▶ [Task 1] Please copy the part of the respiratory diphtheria text that opens with the words containing "Respiratory Diphtheria is" and closes with "for several days.", renaming "several days" to "a few days" wherever it appears.
▶ [Task 2] According to the respiratory diphtheria text, what are the two main forms of the disease?

[[ Provided passage open ]]

Respiratory Diphtheria

Below you will find more information about Respiratory Diphtheria from Medigest. If you believe that you are suffering from any of the symptoms of Respiratory Diphtheria it is important that you obtain an accurate diagnosis from a medical professional to ensure that you obtain the correct medication or treatment for your condition. There are medical conditions that carry similar symptoms associated with Respiratory Diphtheria and therefore the information provided by Medigest is offered as a guideline only and should never be used in preference to seeking professional medical advice. The information relating to Respiratory Diphtheria comes from a third party source and Medigest will not be held liable for any inaccuracies relating to the information shown.

Definition

Respiratory Diphtheria is an acute, toxin-mediated disease caused by virus called Corynebacterium diphtheriae. There are 2 main forms: respiratory and cutaneous. This kind of condition lasts for several days.

Diagnosis

Aside from the physical exam, doctors may require a sample taken from the patient to grow a nose and throat cultures to check for the virus.

Treatment

Treatment of this disease depends on the outcome of a culture from the patient. The following may be given to the patient as treatment: antibiotics, antitoxins, certain kinds of erythromycin, and penicillin. It is also advised, especially for the children, to get vaccinated for this disease.

[[ Provided passage closed ]]
[[ Data listing open ]]

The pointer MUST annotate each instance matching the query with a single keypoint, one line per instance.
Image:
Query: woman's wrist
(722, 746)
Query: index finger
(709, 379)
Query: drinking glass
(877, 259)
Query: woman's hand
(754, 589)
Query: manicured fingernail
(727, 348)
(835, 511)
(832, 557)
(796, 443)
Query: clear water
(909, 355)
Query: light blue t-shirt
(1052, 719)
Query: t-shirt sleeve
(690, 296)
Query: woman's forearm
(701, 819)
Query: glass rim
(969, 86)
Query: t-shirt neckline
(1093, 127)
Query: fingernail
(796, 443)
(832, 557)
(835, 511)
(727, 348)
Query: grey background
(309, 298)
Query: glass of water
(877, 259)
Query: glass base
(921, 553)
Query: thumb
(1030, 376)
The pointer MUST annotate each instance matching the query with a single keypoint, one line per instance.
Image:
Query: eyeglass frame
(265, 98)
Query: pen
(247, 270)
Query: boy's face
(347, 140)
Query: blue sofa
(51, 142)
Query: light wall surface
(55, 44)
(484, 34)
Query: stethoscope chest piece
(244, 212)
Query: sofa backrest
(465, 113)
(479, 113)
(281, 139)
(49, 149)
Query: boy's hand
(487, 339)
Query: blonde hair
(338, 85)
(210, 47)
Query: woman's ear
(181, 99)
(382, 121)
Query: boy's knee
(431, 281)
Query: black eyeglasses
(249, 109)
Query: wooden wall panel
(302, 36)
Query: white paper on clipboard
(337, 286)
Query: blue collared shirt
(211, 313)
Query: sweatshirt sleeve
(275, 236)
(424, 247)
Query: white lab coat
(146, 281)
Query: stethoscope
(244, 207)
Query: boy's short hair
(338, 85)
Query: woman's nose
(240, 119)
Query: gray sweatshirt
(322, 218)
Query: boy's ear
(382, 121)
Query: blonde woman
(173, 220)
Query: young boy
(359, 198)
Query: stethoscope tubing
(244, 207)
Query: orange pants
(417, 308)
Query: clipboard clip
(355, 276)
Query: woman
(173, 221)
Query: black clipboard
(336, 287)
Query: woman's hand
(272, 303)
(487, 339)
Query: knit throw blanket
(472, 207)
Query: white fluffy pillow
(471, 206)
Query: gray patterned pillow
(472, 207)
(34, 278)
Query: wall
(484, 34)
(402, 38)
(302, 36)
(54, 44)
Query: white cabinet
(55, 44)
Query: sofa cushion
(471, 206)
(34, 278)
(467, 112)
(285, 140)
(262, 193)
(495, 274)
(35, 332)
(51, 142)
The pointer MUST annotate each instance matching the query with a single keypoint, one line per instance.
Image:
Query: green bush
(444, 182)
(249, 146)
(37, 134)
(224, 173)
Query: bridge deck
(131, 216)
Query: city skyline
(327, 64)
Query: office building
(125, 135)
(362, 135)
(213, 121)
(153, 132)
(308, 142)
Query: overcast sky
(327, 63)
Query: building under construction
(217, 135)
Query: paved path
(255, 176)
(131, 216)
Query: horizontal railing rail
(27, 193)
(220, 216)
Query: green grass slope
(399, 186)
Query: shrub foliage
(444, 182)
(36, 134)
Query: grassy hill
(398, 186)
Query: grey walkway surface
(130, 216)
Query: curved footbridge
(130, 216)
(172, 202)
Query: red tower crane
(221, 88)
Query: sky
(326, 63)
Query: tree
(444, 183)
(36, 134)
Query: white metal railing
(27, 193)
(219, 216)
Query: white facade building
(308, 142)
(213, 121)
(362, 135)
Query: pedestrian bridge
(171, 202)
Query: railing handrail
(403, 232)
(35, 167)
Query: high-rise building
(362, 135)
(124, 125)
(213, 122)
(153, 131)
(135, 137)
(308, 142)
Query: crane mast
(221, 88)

[[ Data listing closed ]]

▶ [Reply 1]
Respiratory Diphtheria is an acute, toxin-mediated disease caused by virus called Corynebacterium diphtheriae. There are 2 main forms: respiratory and cutaneous. This kind of condition lasts for a few days.

▶ [Reply 2] Respiratory and cutaneous.